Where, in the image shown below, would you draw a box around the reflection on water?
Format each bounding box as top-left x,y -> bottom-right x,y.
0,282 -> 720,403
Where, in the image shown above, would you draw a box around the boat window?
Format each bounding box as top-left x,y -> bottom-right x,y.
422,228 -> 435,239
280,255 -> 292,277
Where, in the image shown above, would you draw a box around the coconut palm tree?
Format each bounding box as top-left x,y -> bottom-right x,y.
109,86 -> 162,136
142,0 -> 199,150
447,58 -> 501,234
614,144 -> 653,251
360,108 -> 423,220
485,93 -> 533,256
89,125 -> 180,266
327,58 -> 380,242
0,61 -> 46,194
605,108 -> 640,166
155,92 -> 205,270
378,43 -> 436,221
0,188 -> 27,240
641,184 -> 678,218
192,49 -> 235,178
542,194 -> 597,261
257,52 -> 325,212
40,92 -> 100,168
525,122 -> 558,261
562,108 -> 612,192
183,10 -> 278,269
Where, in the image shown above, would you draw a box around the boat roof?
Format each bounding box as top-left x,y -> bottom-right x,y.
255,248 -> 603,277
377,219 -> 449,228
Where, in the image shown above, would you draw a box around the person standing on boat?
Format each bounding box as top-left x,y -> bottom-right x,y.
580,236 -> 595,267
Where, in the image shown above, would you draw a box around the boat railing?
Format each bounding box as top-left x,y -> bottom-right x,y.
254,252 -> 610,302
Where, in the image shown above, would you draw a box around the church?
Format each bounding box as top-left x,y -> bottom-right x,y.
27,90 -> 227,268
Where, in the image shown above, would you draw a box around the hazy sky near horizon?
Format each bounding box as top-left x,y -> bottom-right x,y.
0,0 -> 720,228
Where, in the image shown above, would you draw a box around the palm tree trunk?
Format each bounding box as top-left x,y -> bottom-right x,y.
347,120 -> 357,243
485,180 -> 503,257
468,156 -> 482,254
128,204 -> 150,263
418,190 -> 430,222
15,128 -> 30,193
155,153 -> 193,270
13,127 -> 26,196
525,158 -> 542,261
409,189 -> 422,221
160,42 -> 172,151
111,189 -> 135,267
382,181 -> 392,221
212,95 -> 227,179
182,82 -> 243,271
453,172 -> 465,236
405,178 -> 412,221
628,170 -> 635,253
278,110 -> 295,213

_____

### [YOUR GOAL]
Render each line of the records above as a numbered list, omitting any blank lines.

### [RESULT FOR THIS TASK]
1. Where, in the image shown below, would you draw a box around the reflection on water?
2. Format each bounding box as top-left x,y -> bottom-right x,y.
3. 0,282 -> 720,403
4. Where, in the image shown above, would you draw a box around the boat window?
5. Format each bounding box as top-left x,y -> bottom-right x,y.
6. 422,228 -> 435,239
7. 280,255 -> 292,277
8. Where, in the image shown above, would you draw a box around the coconut palm tree?
9. Format each bounding box as top-left x,y -> bottom-right x,y.
10. 109,86 -> 162,136
11. 142,0 -> 199,150
12. 447,58 -> 501,234
13. 614,144 -> 653,251
14. 360,108 -> 423,220
15. 485,93 -> 533,256
16. 89,125 -> 180,266
17. 327,58 -> 380,242
18. 0,61 -> 46,194
19. 605,108 -> 640,166
20. 155,92 -> 205,270
21. 378,43 -> 436,221
22. 0,188 -> 27,240
23. 641,184 -> 678,218
24. 192,49 -> 235,178
25. 542,194 -> 597,261
26. 257,52 -> 325,212
27. 40,92 -> 100,168
28. 525,122 -> 558,261
29. 562,108 -> 612,192
30. 183,10 -> 278,269
31. Where, in the image shown above, would you draw a box around the boat roof?
32. Format each bounding box as top-left x,y -> bottom-right x,y.
33. 255,248 -> 603,277
34. 377,219 -> 449,228
35. Where, in the image shown above, would you draw a box around the person standing on boat?
36. Format each bounding box as top-left x,y -> bottom-right x,y.
37. 580,236 -> 595,267
38. Where, in the image shown above, would you draw a box around the boat railing?
39. Format each bounding box as top-left x,y -> bottom-right x,y.
40. 254,252 -> 610,302
41. Where, in the image shown above, would you draw a box around the church?
42. Format each bounding box as top-left x,y -> bottom-right x,y.
43. 27,90 -> 227,268
44. Where, in the image shown above, would you draw a box around the hazy sky near horizon?
45. Format each bounding box as top-left x,y -> bottom-right x,y.
46. 0,0 -> 720,228
47. Where, in the image shown above, would you draw a box around the palm tree trunk?
48. Format each bounding box as top-left x,y -> bottom-right x,y.
49. 347,120 -> 357,243
50. 485,180 -> 503,257
51. 468,156 -> 482,254
52. 128,204 -> 150,263
53. 418,190 -> 430,222
54. 15,128 -> 30,193
55. 155,153 -> 193,270
56. 13,127 -> 26,196
57. 525,158 -> 542,261
58. 409,189 -> 422,221
59. 160,42 -> 172,151
60. 111,189 -> 135,267
61. 382,181 -> 392,221
62. 212,95 -> 227,179
63. 182,82 -> 243,271
64. 453,172 -> 465,236
65. 405,178 -> 412,221
66. 628,170 -> 635,253
67. 278,110 -> 295,213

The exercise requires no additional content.